Records for this exercise:
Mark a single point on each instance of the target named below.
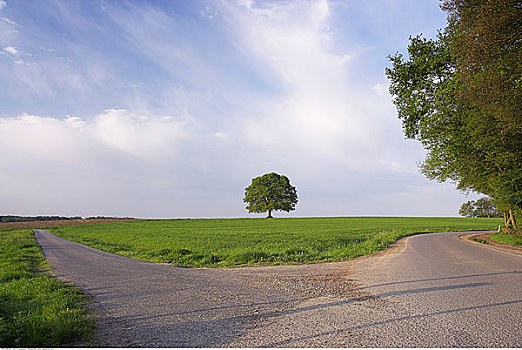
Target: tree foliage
(460, 96)
(270, 192)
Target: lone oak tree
(270, 192)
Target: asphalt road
(431, 290)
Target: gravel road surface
(431, 290)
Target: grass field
(235, 242)
(35, 309)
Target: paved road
(430, 291)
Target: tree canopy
(270, 192)
(460, 96)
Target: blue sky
(170, 108)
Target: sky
(168, 109)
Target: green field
(507, 239)
(35, 309)
(236, 242)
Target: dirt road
(434, 291)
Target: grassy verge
(507, 239)
(35, 309)
(234, 242)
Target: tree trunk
(512, 219)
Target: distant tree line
(14, 218)
(481, 208)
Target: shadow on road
(406, 318)
(441, 279)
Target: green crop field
(35, 309)
(236, 242)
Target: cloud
(7, 20)
(11, 50)
(380, 88)
(204, 106)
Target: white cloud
(380, 88)
(7, 20)
(12, 50)
(208, 12)
(266, 86)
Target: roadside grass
(35, 309)
(507, 239)
(237, 242)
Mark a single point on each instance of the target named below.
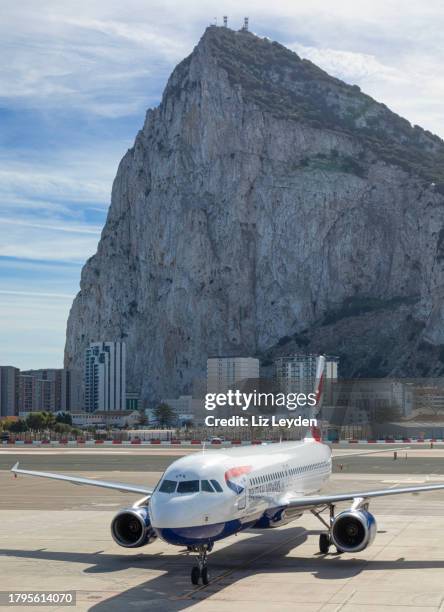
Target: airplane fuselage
(205, 497)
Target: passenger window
(205, 486)
(188, 486)
(217, 486)
(168, 486)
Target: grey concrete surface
(55, 536)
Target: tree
(63, 428)
(18, 426)
(64, 417)
(164, 415)
(36, 421)
(142, 417)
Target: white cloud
(27, 242)
(38, 294)
(352, 67)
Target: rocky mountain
(265, 208)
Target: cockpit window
(188, 486)
(168, 486)
(205, 486)
(217, 486)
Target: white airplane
(206, 497)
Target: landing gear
(325, 539)
(195, 575)
(324, 543)
(200, 571)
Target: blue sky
(76, 79)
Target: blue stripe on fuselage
(202, 534)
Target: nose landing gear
(200, 571)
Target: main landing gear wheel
(324, 543)
(205, 575)
(200, 571)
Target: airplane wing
(373, 452)
(106, 484)
(312, 501)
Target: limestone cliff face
(267, 207)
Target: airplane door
(242, 501)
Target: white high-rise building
(297, 373)
(223, 373)
(9, 391)
(105, 376)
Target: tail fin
(315, 432)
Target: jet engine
(131, 527)
(353, 530)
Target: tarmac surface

Task brief:
Render every line of the listing above as a Markdown table with the columns Row and Text, numbering rows from 1 and skipping blank lines. Leave out the pictures.

Response to the task:
| Row | Text |
|---|---|
| 1 | Mark a single point on each instance of the target named below. |
| 2 | Target: tree foliage |
| 3 | (460, 96) |
| 4 | (270, 192) |
| 5 | Target: lone oak tree |
| 6 | (270, 192) |
| 7 | Target: asphalt road |
| 8 | (431, 290) |
| 9 | Target: gravel road surface |
| 10 | (431, 290) |
| 11 | Target: grass field |
| 12 | (235, 242) |
| 13 | (35, 309) |
| 14 | Target: paved road |
| 15 | (430, 291) |
| 16 | Target: tree canopy |
| 17 | (270, 192) |
| 18 | (460, 96) |
| 19 | Target: blue sky |
| 20 | (170, 108) |
| 21 | Target: sky |
| 22 | (168, 109) |
| 23 | Target: green field |
| 24 | (507, 239) |
| 25 | (35, 309) |
| 26 | (236, 242) |
| 27 | Target: dirt road |
| 28 | (434, 291) |
| 29 | Target: grassy verge |
| 30 | (507, 239) |
| 31 | (35, 309) |
| 32 | (234, 242) |
| 33 | Target: tree trunk |
| 34 | (512, 219) |
| 35 | Target: distant tree line |
| 36 | (14, 218) |
| 37 | (481, 208) |
| 38 | Target: shadow on road |
| 39 | (406, 318) |
| 40 | (441, 279) |
| 41 | Target: green crop field |
| 42 | (35, 309) |
| 43 | (236, 242) |
| 44 | Target: cloud |
| 45 | (7, 20) |
| 46 | (11, 50) |
| 47 | (380, 88) |
| 48 | (204, 106) |
| 49 | Target: white cloud |
| 50 | (380, 88) |
| 51 | (7, 20) |
| 52 | (12, 50) |
| 53 | (208, 12) |
| 54 | (266, 86) |
| 55 | Target: roadside grass |
| 56 | (35, 309) |
| 57 | (507, 239) |
| 58 | (237, 242) |
| 59 | Mark a single point on each instance of the target named below. |
| 60 | Target: airplane fuselage |
| 61 | (205, 497) |
| 62 | Target: passenger window |
| 63 | (205, 486) |
| 64 | (188, 486) |
| 65 | (217, 486) |
| 66 | (168, 486) |
| 67 | Target: grey concrete surface |
| 68 | (55, 536) |
| 69 | Target: tree |
| 70 | (63, 428) |
| 71 | (18, 426) |
| 72 | (64, 417) |
| 73 | (164, 415) |
| 74 | (36, 421) |
| 75 | (142, 417) |
| 76 | Target: white cloud |
| 77 | (27, 242) |
| 78 | (38, 294) |
| 79 | (352, 67) |
| 80 | Target: rocky mountain |
| 81 | (265, 208) |
| 82 | Target: cockpit window |
| 83 | (188, 486) |
| 84 | (168, 486) |
| 85 | (205, 486) |
| 86 | (217, 486) |
| 87 | Target: white airplane |
| 88 | (206, 497) |
| 89 | Target: landing gear |
| 90 | (325, 539) |
| 91 | (195, 575) |
| 92 | (324, 543) |
| 93 | (200, 571) |
| 94 | Target: blue sky |
| 95 | (76, 79) |
| 96 | Target: blue stripe on fuselage |
| 97 | (202, 534) |
| 98 | Target: nose landing gear |
| 99 | (200, 571) |
| 100 | Target: main landing gear wheel |
| 101 | (324, 543) |
| 102 | (205, 575) |
| 103 | (200, 571) |
| 104 | Target: airplane wing |
| 105 | (373, 452) |
| 106 | (106, 484) |
| 107 | (312, 501) |
| 108 | Target: limestone cliff face |
| 109 | (267, 207) |
| 110 | Target: airplane door |
| 111 | (242, 501) |
| 112 | Target: white high-rise building |
| 113 | (297, 373) |
| 114 | (223, 373) |
| 115 | (9, 391) |
| 116 | (105, 376) |
| 117 | Target: tail fin |
| 118 | (315, 432) |
| 119 | Target: jet engine |
| 120 | (131, 527) |
| 121 | (353, 530) |
| 122 | Target: tarmac surface |